◆ Requirements
1) Write out everything in the gst-devel message on decoupled elements and schedulers from "On Mon, 2004-03-29" down to "wrote entry btw).".
2) Answer these questions using the gst-devel message on decoupled elements and schedulers, not the rows.
(a) Which pipeline does Benjamin suggest running with entrygthread and gdb?
(b) What did the reply's author put in the pad_unlink function?
(c) According to the reply's author, where does GstBin put the queue?
3) Carry on the gst-devel message on decoupled elements and schedulers from its final sentence, leaving the rows aside.

◆ Provided passage

[gst-devel] Decoupled elements and schedulers

Tue Mar 30 06:04:02 CEST 2004

Hi Benjamin,

On Mon, 2004-03-29 at 15:26, Benjamin Otte wrote: 
> I tested opt and basic, but not fair (which is a cool scheduler and the
> reason I wrote entry btw).

By the way, should I commit it? It seems ready for more general testing,
now that it runs my DVD player app correctly, and will allow us to test
scheduling related core changes (and we *will* need a few more changes,
that's for sure).

I think it is really good that you coded a separate scheduler. If we
really want to be able to have replaceable schedulers, we need to have a
few working schedulers to test against.

> I think relying on decoupled elements being registered with a scheduler is
> wrong.
> 
> Anyway, I'll start with the problem:
> The core uses gst_scheduler_pad_link and gst_scheduler_pad_unlink to
> (un)register links with a scheduler. My common sense tells me that each
> link should only be registered and unregistered once. However, due to
> gstbin.c:gst_bin_unset_element_sched a link may be unregistered twice,
> once from gst_bin_unset_element_sched on the decoupled element and once
> from gst_pad_unlink, because gst_pad_get_scheduler tells
> gst_pad_unlink they both still belong to the same scheduler.
> If that was confusing: it's a bit hard to explain, you can see it by
> yourself by removing my patch and using entrygthread and gdb on this
> pipeline:
> fakesrc ! identity ! { queue ! identity ! fakesink }

I know the problem. Actually, I was bitten by it the first time I tested
the fair scheduler with a pipeline containing a queue. I put a check in
the pad_unlink function just to work around that, but didn't really look
into the cause.

> Now the reason why I don't think it's correct to allow a scheduler to be
> added to a decoupled element:
> Imagine the following pipelines:
> { fakesrc ! identity } ! { queue ! identity ! fakesink }
> { fakesrc ! identity ! queue } ! { identity ! fakesink }

I tested both cases. As far as I could see, GstBin puts the queue in the
scheduler associated to the corresponding container, which seems
reasonable to me.

> Imagine too, that two different schedulers are used for the two threads,
> scheduler X for the first thread, your scheduler for the second thread.

Ugh. I was wondering if that was possible, but looking at the existing
interfaces (or lack thereof) decided to code under the assumption that
such a thing was not allowed. Probably I'm wrong, but I'd swear that the
older schedulers would break miserably if you tried that.

But anyway, the point is whether we want to have that option, because,
if we do, we'll need to define exactly how schedulers are supposed to
interact.

◆ Raw data
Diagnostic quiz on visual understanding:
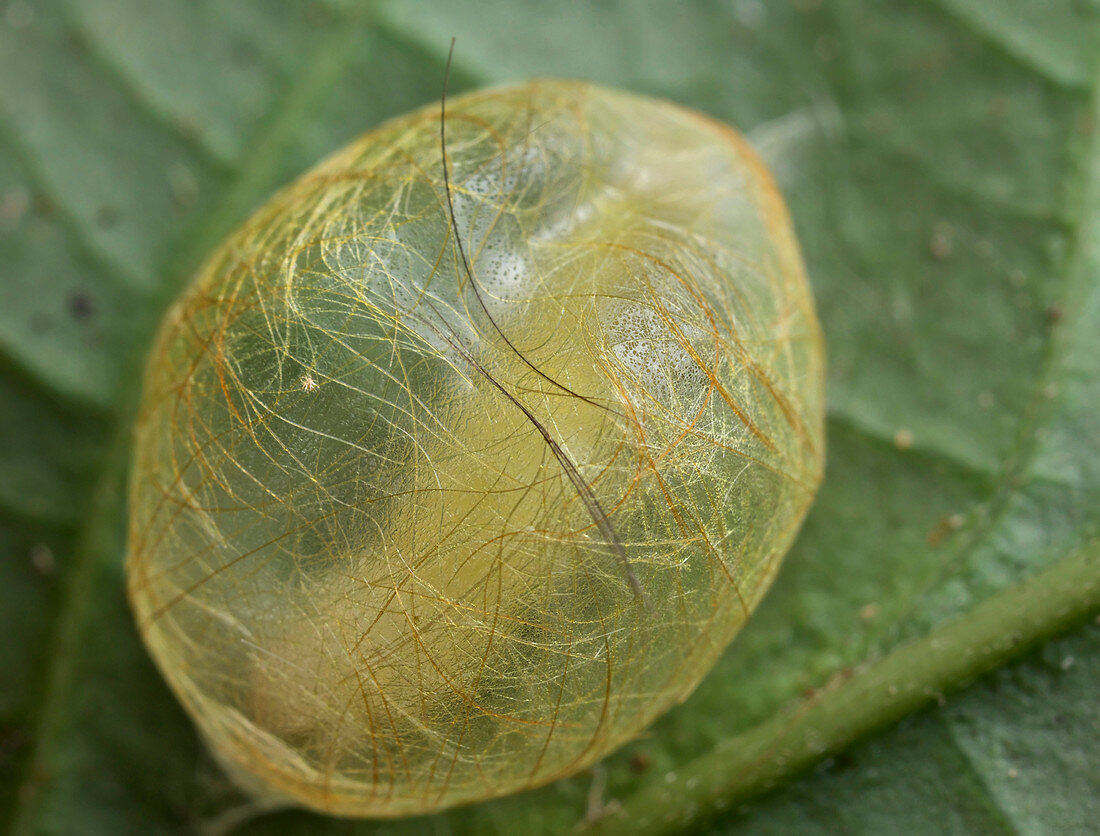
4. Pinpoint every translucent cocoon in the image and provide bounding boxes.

==

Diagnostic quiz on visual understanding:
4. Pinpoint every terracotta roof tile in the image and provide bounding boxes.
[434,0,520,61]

◆ Response list
1)
On Mon, 2004-03-29 at 15:26, Benjamin Otte wrote: 
> I tested opt and basic, but not fair (which is a cool scheduler and the
> reason I wrote entry btw).

2)
(a) fakesrc ! identity ! { queue ! identity ! fakesink }
(b) A check, to work around the problem.
(c) In the scheduler associated to the corresponding container.

3)
> Now the only difference between those two pipelines from a scheduler's
> point of view is who controls the queue element. Since schedulers must
> also work when not controlling the decoupled element, it seemed like a
> valid idea to me to assume that schedulers may never control a decoupled
> element.

Well, no. I would say, the pipeline must work regardless of which
scheduler controls the decoupled element. In practice, this would imply
we have a good definition of what it means to control an element, so
that the results are just the same regardless of which scheduler does
the actual job.

> The reason I removed adding decoupled elements to different schedulers was
> now a combination of both: Since it's not ok to rely on controlling
> decoupled elements anyway it shouldn't break anything and the bug above
> was most easily solved by this.

Although I understand your reasons (and I know I could work around the
problem in fair if necessary) I think that if we want a really generic
and abstract scheduler definition, that we can implement effectively in
many different ways, we need to have a way to tell the schedulers of the
existence of decoupled elements in the pipeline. The tricky part, as I
say, is defining the expected scheduler behavior in such a way that
things happen like we want them to happen, no matter which scheduler(s)
is (are) used.

So, let me try my hand at it. This is sort of a primitive spec. Comments
are welcome, of course:

--
A scheduler is responsible for managing a number of elements and links,
where links are defined as a source pad and a sink pad that are linked
together. All links between elements managed by a scheduler must be
managed by the same scheduler. It is possible for a scheduler to manage
a link where only one of the end elements is managed by the scheduler.
In that case, the other end element must be decoupled.

When a scheduler manages a link, it owns the sched_private pointers in
both pads of that link.

One important precision is that elements aren't actually scheduled. What
is scheduled are certain functions provided by an element, namely, the
loop, chain and get functions. Let's call them the "schedulable"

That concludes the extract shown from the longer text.